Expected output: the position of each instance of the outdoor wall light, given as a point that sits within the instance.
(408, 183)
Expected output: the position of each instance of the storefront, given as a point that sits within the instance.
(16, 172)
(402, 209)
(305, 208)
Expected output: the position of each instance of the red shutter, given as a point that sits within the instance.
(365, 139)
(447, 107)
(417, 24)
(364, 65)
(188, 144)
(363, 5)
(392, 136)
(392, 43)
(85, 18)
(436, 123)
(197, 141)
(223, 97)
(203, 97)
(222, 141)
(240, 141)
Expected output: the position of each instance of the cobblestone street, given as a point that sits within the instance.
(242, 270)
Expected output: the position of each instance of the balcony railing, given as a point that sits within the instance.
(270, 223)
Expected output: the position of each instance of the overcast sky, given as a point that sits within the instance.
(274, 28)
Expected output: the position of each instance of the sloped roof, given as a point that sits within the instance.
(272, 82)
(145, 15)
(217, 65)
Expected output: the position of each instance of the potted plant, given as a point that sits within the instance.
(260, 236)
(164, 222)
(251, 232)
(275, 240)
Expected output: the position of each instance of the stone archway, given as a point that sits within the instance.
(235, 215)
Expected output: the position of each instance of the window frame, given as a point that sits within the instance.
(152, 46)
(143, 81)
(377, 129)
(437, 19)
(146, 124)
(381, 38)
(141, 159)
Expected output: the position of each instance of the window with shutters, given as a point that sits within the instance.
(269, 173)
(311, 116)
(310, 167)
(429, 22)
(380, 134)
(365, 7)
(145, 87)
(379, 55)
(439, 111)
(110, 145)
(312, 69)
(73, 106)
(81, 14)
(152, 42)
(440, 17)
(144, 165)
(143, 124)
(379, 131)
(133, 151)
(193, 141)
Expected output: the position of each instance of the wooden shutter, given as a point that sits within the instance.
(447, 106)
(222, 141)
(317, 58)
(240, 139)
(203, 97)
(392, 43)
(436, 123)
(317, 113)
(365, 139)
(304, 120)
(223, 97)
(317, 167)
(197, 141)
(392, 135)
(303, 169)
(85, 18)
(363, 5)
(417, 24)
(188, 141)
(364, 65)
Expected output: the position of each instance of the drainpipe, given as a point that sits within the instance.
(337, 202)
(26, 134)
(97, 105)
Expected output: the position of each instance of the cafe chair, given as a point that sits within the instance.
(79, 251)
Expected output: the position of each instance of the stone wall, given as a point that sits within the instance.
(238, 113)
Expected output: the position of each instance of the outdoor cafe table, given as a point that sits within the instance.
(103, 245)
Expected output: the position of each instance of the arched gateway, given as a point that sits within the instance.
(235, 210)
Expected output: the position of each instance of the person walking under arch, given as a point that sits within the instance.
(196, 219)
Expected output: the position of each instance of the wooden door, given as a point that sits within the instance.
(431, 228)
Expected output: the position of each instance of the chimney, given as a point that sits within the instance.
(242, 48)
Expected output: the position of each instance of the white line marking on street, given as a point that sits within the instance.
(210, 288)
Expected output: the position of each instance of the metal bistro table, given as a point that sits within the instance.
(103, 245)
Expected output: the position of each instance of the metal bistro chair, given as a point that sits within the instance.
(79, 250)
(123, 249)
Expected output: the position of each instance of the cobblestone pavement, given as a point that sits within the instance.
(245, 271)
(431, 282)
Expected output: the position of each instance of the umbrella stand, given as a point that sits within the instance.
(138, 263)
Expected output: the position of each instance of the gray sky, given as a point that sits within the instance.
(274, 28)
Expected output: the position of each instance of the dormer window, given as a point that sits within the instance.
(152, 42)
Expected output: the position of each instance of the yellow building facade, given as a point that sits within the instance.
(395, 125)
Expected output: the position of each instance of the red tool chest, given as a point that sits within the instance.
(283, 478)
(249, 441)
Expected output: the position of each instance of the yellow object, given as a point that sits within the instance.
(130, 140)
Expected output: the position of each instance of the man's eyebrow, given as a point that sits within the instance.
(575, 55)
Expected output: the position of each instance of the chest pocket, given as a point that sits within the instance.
────────────────
PROBLEM TO WORK ON: Can you convert the lines above into a JSON array of strings, one string per line, leaving out any blank lines?

OUTPUT OF THE TASK:
[
  "Expected output: the position of each instance of the outdoor wall light, given as a point that sits within the instance.",
  "(408, 183)",
  "Expected output: the position of each instance of the storefront, given as a point that sits within the instance.",
  "(16, 172)",
  "(402, 209)",
  "(305, 208)",
  "Expected output: the position of each instance of the red shutter, given as a point that sits within the instance.",
  "(365, 139)",
  "(447, 107)",
  "(417, 24)",
  "(364, 65)",
  "(188, 144)",
  "(363, 5)",
  "(392, 136)",
  "(392, 43)",
  "(85, 18)",
  "(436, 123)",
  "(197, 141)",
  "(223, 97)",
  "(203, 97)",
  "(222, 141)",
  "(240, 141)",
  "Expected output: the position of each instance of the cobblestone street, given as a point that sits within the instance.",
  "(242, 270)",
  "Expected output: the position of each instance of the balcony railing, given as a point that sits within the instance.",
  "(270, 223)",
  "Expected output: the position of each instance of the overcast sky, given as a point that sits within the instance.",
  "(274, 28)",
  "Expected output: the position of each instance of the sloped roof, given as a point that sits within the instance.",
  "(272, 82)",
  "(145, 15)",
  "(217, 65)",
  "Expected output: the position of each instance of the potted plant, given as a point that sits within the instance.",
  "(260, 236)",
  "(164, 222)",
  "(251, 232)",
  "(275, 240)",
  "Expected output: the position of each instance of the stone archway, given as a point that sits within the instance.",
  "(235, 215)",
  "Expected output: the position of each instance of the window frame, given as a point that sits within the instance.",
  "(152, 46)",
  "(143, 81)",
  "(377, 129)",
  "(437, 19)",
  "(146, 124)",
  "(381, 38)",
  "(141, 159)",
  "Expected output: the position of each instance of the window with shutters, given as a point that sits within the instance.",
  "(269, 173)",
  "(311, 116)",
  "(310, 167)",
  "(429, 22)",
  "(380, 134)",
  "(365, 7)",
  "(145, 87)",
  "(379, 55)",
  "(439, 111)",
  "(110, 145)",
  "(312, 69)",
  "(73, 106)",
  "(81, 14)",
  "(152, 42)",
  "(440, 17)",
  "(144, 165)",
  "(143, 124)",
  "(379, 131)",
  "(133, 151)",
  "(193, 141)",
  "Expected output: the position of each instance of the wooden shutter, given as a point that sits within the instance.",
  "(447, 106)",
  "(222, 141)",
  "(317, 58)",
  "(240, 139)",
  "(203, 97)",
  "(392, 43)",
  "(436, 123)",
  "(317, 113)",
  "(365, 139)",
  "(304, 120)",
  "(223, 97)",
  "(317, 167)",
  "(197, 141)",
  "(392, 135)",
  "(303, 169)",
  "(85, 18)",
  "(363, 5)",
  "(417, 24)",
  "(188, 141)",
  "(364, 65)",
  "Expected output: the position of each instance of the drainpipe, given as a point that sits within the instance.",
  "(337, 202)",
  "(26, 134)",
  "(97, 105)",
  "Expected output: the position of each instance of the cafe chair, given as a point that sits within the instance.",
  "(79, 251)",
  "Expected output: the position of each instance of the stone wall, given as a point that sits within the instance.",
  "(238, 113)",
  "Expected output: the position of each instance of the outdoor cafe table, given as a point that sits within the instance.",
  "(103, 245)",
  "Expected output: the position of each instance of the arched gateway, given as a point that sits within the instance.",
  "(235, 210)",
  "Expected output: the position of each instance of the person walking under arch, given as a point that sits within the instance.",
  "(196, 219)",
  "Expected output: the position of each instance of the wooden door, given as a point that sits within the instance.",
  "(431, 228)",
  "Expected output: the position of each instance of the chimney, given as a point that sits within the instance.",
  "(242, 48)",
  "Expected output: the position of each instance of the white line marking on street, given as a point that sits within the instance.",
  "(210, 288)",
  "Expected output: the position of each instance of the metal bistro table, given as a point that sits within the instance.",
  "(103, 245)",
  "Expected output: the position of each instance of the metal bistro chair, given as a point that sits within the instance.",
  "(79, 250)",
  "(123, 249)",
  "Expected output: the position of each instance of the cobblestone pavement, given as a point that sits within the instance.",
  "(245, 271)",
  "(431, 282)",
  "Expected output: the position of each instance of the umbrella stand, given as a point that sits within the instance.",
  "(138, 263)",
  "Expected output: the position of each instance of the gray sky, given as a point that sits within the instance.",
  "(274, 28)",
  "Expected output: the position of each instance of the dormer window, given as a point that sits within the instance.",
  "(152, 42)",
  "Expected output: the position of each instance of the yellow building facade, given as a point that sits within the instance.",
  "(395, 125)",
  "Expected output: the position of each instance of the red tool chest, given as a point that sits within the instance.",
  "(283, 478)",
  "(249, 441)",
  "Expected output: the position of each instance of the yellow object, given as a point that sits within the instance.",
  "(130, 140)",
  "Expected output: the position of each instance of the man's eyebrow, given as a point that sits within the instance.",
  "(575, 55)",
  "Expected output: the position of each instance of the chest pocket, given as a point that sits within the instance."
]